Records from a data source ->
%%

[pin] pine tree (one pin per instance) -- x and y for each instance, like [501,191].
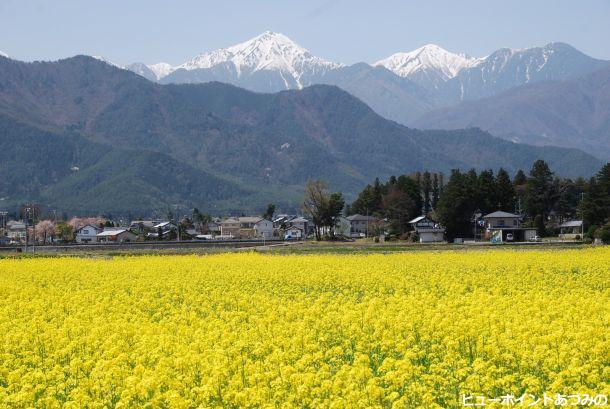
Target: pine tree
[505,192]
[539,194]
[455,206]
[487,198]
[426,187]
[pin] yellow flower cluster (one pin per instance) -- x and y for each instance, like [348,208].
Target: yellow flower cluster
[340,331]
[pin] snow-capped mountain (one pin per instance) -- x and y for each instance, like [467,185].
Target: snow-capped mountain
[428,65]
[401,87]
[268,62]
[267,52]
[106,60]
[508,68]
[161,69]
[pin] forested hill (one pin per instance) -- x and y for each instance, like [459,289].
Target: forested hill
[143,146]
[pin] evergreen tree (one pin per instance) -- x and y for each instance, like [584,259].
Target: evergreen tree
[398,208]
[593,207]
[412,189]
[487,198]
[455,206]
[539,194]
[603,178]
[505,192]
[426,188]
[436,190]
[520,178]
[269,212]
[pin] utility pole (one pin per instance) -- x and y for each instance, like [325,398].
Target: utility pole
[582,216]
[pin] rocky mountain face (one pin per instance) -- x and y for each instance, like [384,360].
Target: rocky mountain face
[571,113]
[402,87]
[213,145]
[429,66]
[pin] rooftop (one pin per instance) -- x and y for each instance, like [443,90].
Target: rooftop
[572,223]
[501,214]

%%

Using the entries above, give back exactly the line containing "Target: pine tree", the line containing "[pin] evergreen tree", and every line between them, and nothing else.

Target: pine tree
[505,192]
[539,194]
[455,206]
[487,198]
[426,187]
[pin] yellow flower cluster (one pin per instance) -- x and y for each instance, like [348,208].
Target: yellow flower cluster
[340,331]
[pin] snow-capped mountain (one pin per instance) -- x and y for each instance, like [467,185].
Target: snow-capped mountain
[428,65]
[401,87]
[268,62]
[267,52]
[106,60]
[508,68]
[161,69]
[pin] forested hill (one pin per instance) -- x and y for each instance, like [459,289].
Target: forested hill
[143,146]
[pin] evergreen tree (one pin per instance) -- x and y for each instance, like [584,259].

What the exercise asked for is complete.